§ **Aufgaben**:
1: Erkläre in ein bis drei Sätzen, warum laut dem Text über Sonagachi der Eindruck von Abgelebtheit und Marodität täuscht.
2: Setze den Text über Sonagachi nach seinem letzten Satz fort.

§ **Text**:

= = =

Vieles im Stadtviertel Sonagachi (Kalkutta) wirkt wie ein kraftvolles Fest der Farben und Formen.
Das hyperintensive Wesen der Stadt äußert sich in vielen Details.
Fassaden bilden Motivgruppen, die sich von verschiedenen Perspektiven und Entfernungen ideal fotografieren lassen.
Daraus entstehen oft interessante Aufnahmen.
Alte Türen und Portale sind ebenso wundervolle Motive wie die handgemalten Schilder, Hauseingänge oder Fenster.
Die Aufnahmen verkörpern den Begriff des klassischen Shabby Look in sehr individueller Form.
Doch der Eindruck von Abgelebtheit und Marodität täuscht.
Vieles wird mit Liebe zum Detail erhalten und gepflegt, es vergeht nur sehr rasch.
Mehrere Faktoren beeinflussen das schnelle Welken und Verschmutzen von Häusern und Fassaden.
Der wichtigste Einflussfaktor ist die klimatische Veränderungen in jährlicher Wiederkehr.
Im Sommer wird es sehr heiß, Temperaturen von über 40 Grad sind die Regel.
Die Stadt heizt sich dann so auf, dass Farbe von den Wänden blättert und Oberflächen stumpf werden oder ausbleichen.
Anschließend kommt eine mehrmonatige Phase langer und intensiver Regenfälle, in der es dennoch sehr warm ist.
Dies führt zu enormer Schimmelbildung, welche Holz rasch durchdringt und Fassaden befällt.
Dazu herrscht in Kalkutta nahezu ganzjährig hohe Luftfeuchtigkeit.
Metall rostet schnell und sogar Aluminium neigt in dieser Umgebung zu Korrosion.

= = =

§ **Auszüge Datensatz**:
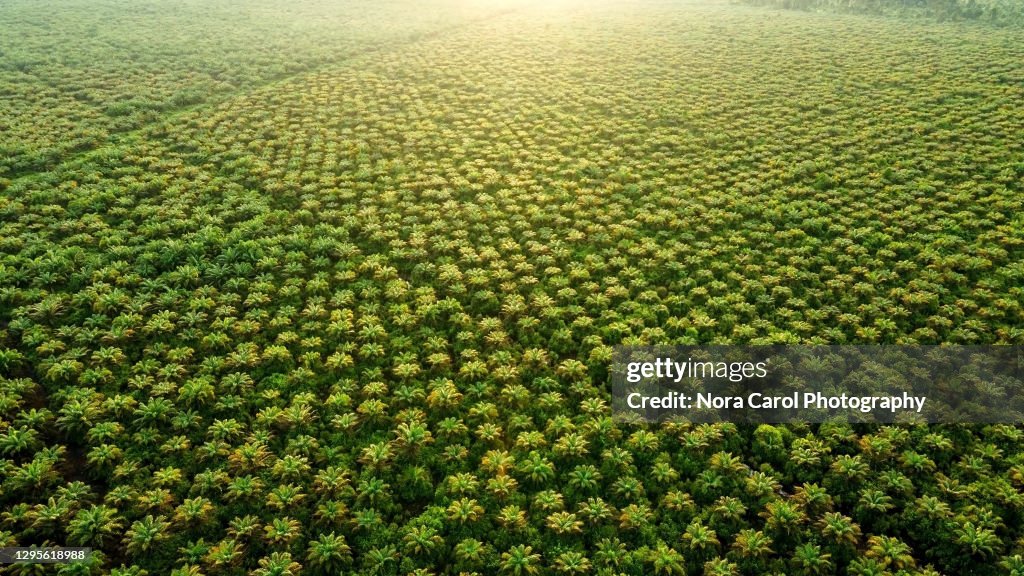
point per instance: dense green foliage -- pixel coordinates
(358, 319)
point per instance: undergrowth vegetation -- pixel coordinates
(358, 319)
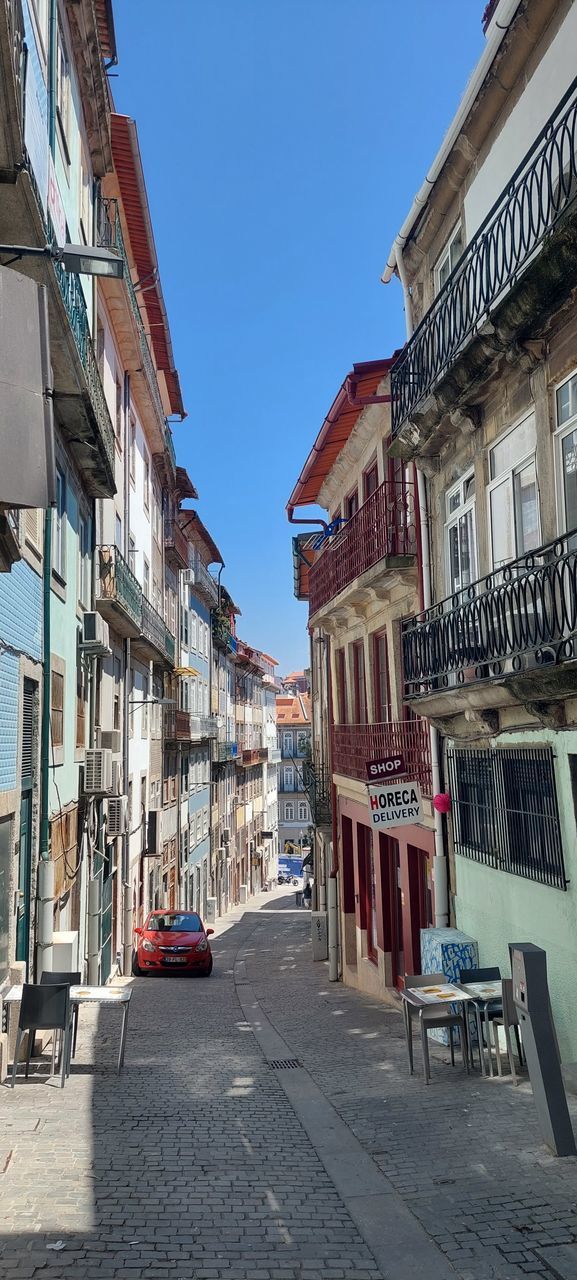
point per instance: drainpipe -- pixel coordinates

= = =

§ **Endgültige Antworten**:
1: Der Eindruck täuscht, weil vieles mit Liebe zum Detail erhalten und gepflegt wird, aber sehr rasch vergeht. Wichtigster Grund dafür ist das Klima: Sommerhitze von über 40 Grad lässt Farbe abblättern, die monatelange warme Regenzeit verursacht starke Schimmelbildung, und die fast ganzjährig hohe Luftfeuchtigkeit lässt Metall schnell rosten.

2:
Daher sind oft Gerüste aus Bambusstäben zu sehen, auf denen Maler ihrem Handwerk nachgehen und die Fassaden liebevoll und detailreich gestalten.
Dabei arbeiten sie meist mit äußerst intensiven Farben.
Die Ergebnisse ihrer Arbeit sind jedoch bereits nach einigen Monaten wieder von Schimmel und Auswaschungen angegriffen.
Auch die Smog-Belastung (Kalkutta gehört zu den Städten mit der weltweit höchsten Luftverschmutzung) entfaltet rasch wieder ihre Wirkung, Staub setzt sich überall ab.
Hinzu kommt eine Vielzahl von Vögeln.
In dem südlichen Klima haben sie ideale Lebensbedingungen und verschmutzen mit ihren Exkrementen Wände sowie darauf befindliche Absätze und Stufungen.
Die meisten Oberflächen sind traditionell gestaltet.
Daneben gibt es avantgardistisch orientierte Hausbesitzer, die ihre Fassaden durch Künstler gestalten lassen, welche die äußeren Formen der Häuser mit großflächigen Motiven durchbrechen.
Meist sind sie von einer vielschichtigen Metaphorik gekennzeichnet.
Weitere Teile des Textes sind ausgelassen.